◆ Exercise objective
Copy everything in the data below exactly except the pictures.

◆ Data shown
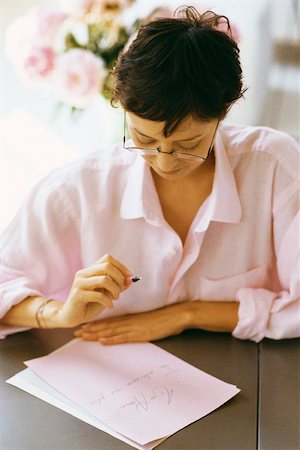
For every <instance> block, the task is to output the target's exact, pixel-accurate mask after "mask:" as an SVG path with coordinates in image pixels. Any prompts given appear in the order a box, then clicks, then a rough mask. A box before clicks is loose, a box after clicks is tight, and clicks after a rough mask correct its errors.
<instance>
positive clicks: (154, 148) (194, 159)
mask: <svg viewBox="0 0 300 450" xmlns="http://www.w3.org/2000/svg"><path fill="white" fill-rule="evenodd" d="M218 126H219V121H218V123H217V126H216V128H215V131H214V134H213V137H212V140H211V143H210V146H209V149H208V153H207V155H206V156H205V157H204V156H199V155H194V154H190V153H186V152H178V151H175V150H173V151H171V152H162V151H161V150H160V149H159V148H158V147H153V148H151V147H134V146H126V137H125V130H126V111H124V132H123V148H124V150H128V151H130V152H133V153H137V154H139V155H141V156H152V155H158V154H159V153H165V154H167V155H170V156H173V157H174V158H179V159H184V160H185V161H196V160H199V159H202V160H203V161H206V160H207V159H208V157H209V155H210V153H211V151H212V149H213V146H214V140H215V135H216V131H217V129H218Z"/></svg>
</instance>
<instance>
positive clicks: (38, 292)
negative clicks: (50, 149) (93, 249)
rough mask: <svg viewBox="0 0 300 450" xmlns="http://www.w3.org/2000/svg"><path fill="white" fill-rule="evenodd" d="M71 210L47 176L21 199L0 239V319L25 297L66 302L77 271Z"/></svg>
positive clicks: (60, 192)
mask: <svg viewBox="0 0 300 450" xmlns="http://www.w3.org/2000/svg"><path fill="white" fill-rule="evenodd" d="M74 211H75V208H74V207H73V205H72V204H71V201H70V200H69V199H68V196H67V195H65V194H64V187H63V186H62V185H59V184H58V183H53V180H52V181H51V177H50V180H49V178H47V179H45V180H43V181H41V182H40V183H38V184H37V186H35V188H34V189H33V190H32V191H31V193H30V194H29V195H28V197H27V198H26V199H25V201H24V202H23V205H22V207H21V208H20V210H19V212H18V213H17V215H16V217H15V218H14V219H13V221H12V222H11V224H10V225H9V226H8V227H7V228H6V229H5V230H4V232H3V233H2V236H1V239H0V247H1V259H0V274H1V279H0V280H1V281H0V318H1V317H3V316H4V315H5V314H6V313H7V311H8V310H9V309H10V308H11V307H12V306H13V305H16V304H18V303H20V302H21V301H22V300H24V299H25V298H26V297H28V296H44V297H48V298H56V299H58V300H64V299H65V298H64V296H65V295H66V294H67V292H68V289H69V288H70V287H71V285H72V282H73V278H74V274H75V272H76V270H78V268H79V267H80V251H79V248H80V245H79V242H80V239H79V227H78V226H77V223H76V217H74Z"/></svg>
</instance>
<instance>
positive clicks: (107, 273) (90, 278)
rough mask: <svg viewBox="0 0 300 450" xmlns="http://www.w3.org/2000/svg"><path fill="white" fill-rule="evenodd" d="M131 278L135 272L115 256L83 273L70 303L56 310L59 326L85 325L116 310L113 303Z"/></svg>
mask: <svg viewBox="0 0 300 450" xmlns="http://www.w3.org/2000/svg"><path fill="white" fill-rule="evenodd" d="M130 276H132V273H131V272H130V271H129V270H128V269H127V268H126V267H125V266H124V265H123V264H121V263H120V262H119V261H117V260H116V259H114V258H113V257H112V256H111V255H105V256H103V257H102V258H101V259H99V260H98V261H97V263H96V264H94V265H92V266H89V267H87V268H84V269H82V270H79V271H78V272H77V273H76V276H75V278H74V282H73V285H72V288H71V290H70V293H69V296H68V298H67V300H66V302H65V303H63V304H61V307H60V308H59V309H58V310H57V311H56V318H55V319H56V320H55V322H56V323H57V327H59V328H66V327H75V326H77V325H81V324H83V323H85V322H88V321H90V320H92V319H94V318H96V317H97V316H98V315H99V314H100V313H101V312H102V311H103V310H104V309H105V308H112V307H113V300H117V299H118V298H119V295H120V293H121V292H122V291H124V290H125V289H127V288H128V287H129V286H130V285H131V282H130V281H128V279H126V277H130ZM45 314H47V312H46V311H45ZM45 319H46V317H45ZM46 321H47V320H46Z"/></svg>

◆ Exercise output
For every <instance> block, the task is to output the target's exact, pixel-accurate mask after "mask:" as an SVG path with coordinates in image pixels. Any prompts given appear in the order a box, then clicks, then a rough mask. A box before clicks is loose, a box after clicks is tight, and clicks after a rough mask correct its errors.
<instance>
positive clicks: (154, 148) (194, 159)
mask: <svg viewBox="0 0 300 450" xmlns="http://www.w3.org/2000/svg"><path fill="white" fill-rule="evenodd" d="M218 126H219V121H218V123H217V126H216V128H215V131H214V134H213V137H212V140H211V143H210V146H209V149H208V153H207V155H206V156H205V157H204V156H199V155H194V154H190V153H186V152H178V151H175V150H173V151H171V152H162V151H161V150H160V149H159V148H158V147H153V148H151V147H134V146H126V137H125V130H126V111H124V132H123V148H124V150H128V151H130V152H133V153H137V154H139V155H141V156H152V155H158V154H159V153H165V154H167V155H170V156H173V157H174V158H179V159H184V160H185V161H196V160H199V159H202V160H203V161H206V160H207V159H208V157H209V155H210V153H211V151H212V149H213V146H214V140H215V135H216V131H217V129H218Z"/></svg>
</instance>
<instance>
positive clicks: (38, 292)
negative clicks: (50, 149) (93, 249)
rough mask: <svg viewBox="0 0 300 450" xmlns="http://www.w3.org/2000/svg"><path fill="white" fill-rule="evenodd" d="M71 210L47 176L21 199L0 239V319L25 297L66 302L77 271Z"/></svg>
positive clicks: (60, 192)
mask: <svg viewBox="0 0 300 450" xmlns="http://www.w3.org/2000/svg"><path fill="white" fill-rule="evenodd" d="M74 211H75V208H74V207H73V205H72V204H71V201H70V200H69V199H68V196H67V195H65V194H64V187H63V186H62V185H59V184H58V183H53V180H52V181H51V177H50V180H49V178H47V179H45V180H43V181H41V182H40V183H38V184H37V186H35V188H34V189H33V190H32V191H31V193H30V194H29V195H28V197H27V198H26V199H25V201H24V202H23V205H22V207H21V208H20V210H19V212H18V213H17V215H16V217H15V218H14V219H13V221H12V222H11V224H10V225H9V226H8V227H7V228H6V229H5V230H4V232H3V233H2V236H1V239H0V247H1V259H0V274H1V279H0V280H1V281H0V318H1V317H3V316H4V315H5V314H6V313H7V311H8V310H9V309H10V308H11V307H12V306H13V305H16V304H18V303H20V302H21V301H22V300H24V299H25V298H26V297H28V296H44V297H48V298H56V299H58V300H64V299H65V298H64V296H65V295H66V294H67V292H68V289H69V288H70V287H71V285H72V282H73V278H74V274H75V272H76V270H78V268H79V267H80V251H79V248H80V245H79V242H80V239H79V227H78V226H77V223H76V217H74Z"/></svg>
</instance>
<instance>
positive clicks: (107, 273) (90, 278)
rough mask: <svg viewBox="0 0 300 450" xmlns="http://www.w3.org/2000/svg"><path fill="white" fill-rule="evenodd" d="M131 278L135 272L115 256L83 273L70 303L56 310L59 326L85 325L116 310L113 303Z"/></svg>
mask: <svg viewBox="0 0 300 450" xmlns="http://www.w3.org/2000/svg"><path fill="white" fill-rule="evenodd" d="M130 276H132V273H131V272H130V271H129V270H128V269H127V268H126V267H125V266H124V265H123V264H121V263H120V262H119V261H117V260H116V259H114V258H113V257H112V256H111V255H105V256H103V257H102V258H101V259H99V260H98V261H97V263H96V264H94V265H92V266H89V267H87V268H84V269H82V270H79V271H78V272H77V273H76V276H75V278H74V282H73V285H72V288H71V290H70V293H69V296H68V298H67V300H66V302H65V303H63V304H61V307H60V308H59V309H58V310H57V311H56V318H55V319H56V320H55V322H56V323H57V327H59V328H66V327H75V326H77V325H81V324H83V323H85V322H88V321H90V320H92V319H94V318H96V317H97V316H98V315H99V314H100V313H101V312H102V311H103V310H104V309H105V308H112V307H113V300H117V299H118V298H119V295H120V293H121V292H122V291H124V290H125V289H127V288H128V287H129V286H130V285H131V282H130V281H128V279H126V277H130ZM45 314H47V312H46V311H45ZM45 319H46V317H45ZM46 321H47V320H46Z"/></svg>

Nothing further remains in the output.